Given passage
^^^^^^^^

The term “big data” has been a staple of corporate executives and analytics strategists in recent years, and with good reason. The use of big data has resulted in numerous innovative uses of analytics, including Google’s use of big data to predict flu outbreaks days in advance of the CDC using search queries. Yet the presence of large amounts of data alone is not always a sure path toward valuable insights and positive impact due to the inherent messiness of big data. Forms of data collection not associated with big data can still be highly relevant, even in the interconnected and data-driven world we live in today.
Observational data can still have a significant impact towards guiding strategy or assisting in research, even in the presence of ever greater emphasis on big data. During the Chicago Marathon, a participating runner’s health information is recorded whenever he or she has an injury, whether it be as minor as a blister or as major as a heart attack. This field data is important to race organizers and operations researchers that are seeking to enhance the safety of the event through course optimization, and to health professionals who use the marathon as a proxy towards understanding rapid-response health care in disaster relief scenarios. However, this data is recorded by hand, increasing the likelihood of human error and the possibility of making incorrect inferences.
In contrast, in big data schemes, the information is usually collected in a regular manner, with consistent formatting from one time period to the next. A user’s clicks will always be collected in the same way, as will trading transactions on Wall Street, as these actions are recorded automatically by computers. This is rarely the case with field data. In the case of the Chicago Marathon, the variables of data collected differ from year to year, but may be trying to capture the same information. What’s more, variables that align from year to year may have different formats of data, often with similar but still distinct classes of categories. This presents a unique challenge to researchers that are seeking to compare the data across time or within a specific variable. The method of overcoming this challenge is to understand the context of how and why the data is collected in a particular way, not only when conducting analysis but also prior to data cleansing and aggregation.

^^^^^^^^

Supplied entries
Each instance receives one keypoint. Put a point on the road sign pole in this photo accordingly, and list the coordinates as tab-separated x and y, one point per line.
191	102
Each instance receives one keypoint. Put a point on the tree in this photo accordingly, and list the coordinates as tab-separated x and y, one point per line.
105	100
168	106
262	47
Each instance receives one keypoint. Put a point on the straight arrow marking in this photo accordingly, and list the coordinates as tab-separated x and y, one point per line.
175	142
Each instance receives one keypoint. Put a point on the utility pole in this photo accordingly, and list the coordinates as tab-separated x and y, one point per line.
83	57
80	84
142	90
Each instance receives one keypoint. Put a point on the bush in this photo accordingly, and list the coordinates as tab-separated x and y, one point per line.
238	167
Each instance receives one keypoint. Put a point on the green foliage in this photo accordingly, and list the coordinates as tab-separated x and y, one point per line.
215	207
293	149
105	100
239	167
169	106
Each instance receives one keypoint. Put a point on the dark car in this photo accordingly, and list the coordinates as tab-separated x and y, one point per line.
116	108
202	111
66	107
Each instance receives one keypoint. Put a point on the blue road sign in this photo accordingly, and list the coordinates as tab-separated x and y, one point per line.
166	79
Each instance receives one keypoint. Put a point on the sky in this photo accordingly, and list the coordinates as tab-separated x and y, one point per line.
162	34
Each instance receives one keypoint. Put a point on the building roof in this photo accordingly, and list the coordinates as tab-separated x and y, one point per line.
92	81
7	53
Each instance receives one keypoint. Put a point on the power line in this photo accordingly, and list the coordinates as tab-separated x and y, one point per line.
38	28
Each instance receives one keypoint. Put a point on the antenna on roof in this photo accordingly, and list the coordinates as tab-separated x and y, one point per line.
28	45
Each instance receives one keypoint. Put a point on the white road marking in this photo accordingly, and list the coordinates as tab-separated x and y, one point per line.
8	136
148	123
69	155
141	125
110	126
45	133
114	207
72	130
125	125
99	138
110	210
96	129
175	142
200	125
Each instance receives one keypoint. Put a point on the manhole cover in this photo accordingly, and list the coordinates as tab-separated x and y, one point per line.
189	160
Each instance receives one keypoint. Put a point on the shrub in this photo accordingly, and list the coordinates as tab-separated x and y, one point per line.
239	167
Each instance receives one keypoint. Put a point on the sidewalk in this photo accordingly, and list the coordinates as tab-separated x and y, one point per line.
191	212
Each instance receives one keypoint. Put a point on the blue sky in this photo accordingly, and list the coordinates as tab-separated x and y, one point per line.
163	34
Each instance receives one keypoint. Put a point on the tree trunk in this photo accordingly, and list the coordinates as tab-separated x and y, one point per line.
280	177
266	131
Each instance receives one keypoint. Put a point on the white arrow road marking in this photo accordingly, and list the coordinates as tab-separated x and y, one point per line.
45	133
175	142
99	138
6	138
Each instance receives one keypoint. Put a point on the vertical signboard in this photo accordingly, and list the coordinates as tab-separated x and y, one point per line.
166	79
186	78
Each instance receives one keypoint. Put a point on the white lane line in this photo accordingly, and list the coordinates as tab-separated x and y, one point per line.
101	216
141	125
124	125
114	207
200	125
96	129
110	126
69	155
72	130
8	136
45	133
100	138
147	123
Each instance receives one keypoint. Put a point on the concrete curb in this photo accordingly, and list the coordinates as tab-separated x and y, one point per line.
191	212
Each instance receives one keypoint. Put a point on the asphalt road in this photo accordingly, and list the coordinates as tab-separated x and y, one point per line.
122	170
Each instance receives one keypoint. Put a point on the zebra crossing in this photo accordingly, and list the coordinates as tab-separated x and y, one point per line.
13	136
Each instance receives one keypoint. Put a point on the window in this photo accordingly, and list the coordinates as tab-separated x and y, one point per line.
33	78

^^^^^^^^

Exercise directions
Name every group that the passage about big data says finds the Chicago Marathon field data important.

Response
Race organizers, operations researchers, and health professionals.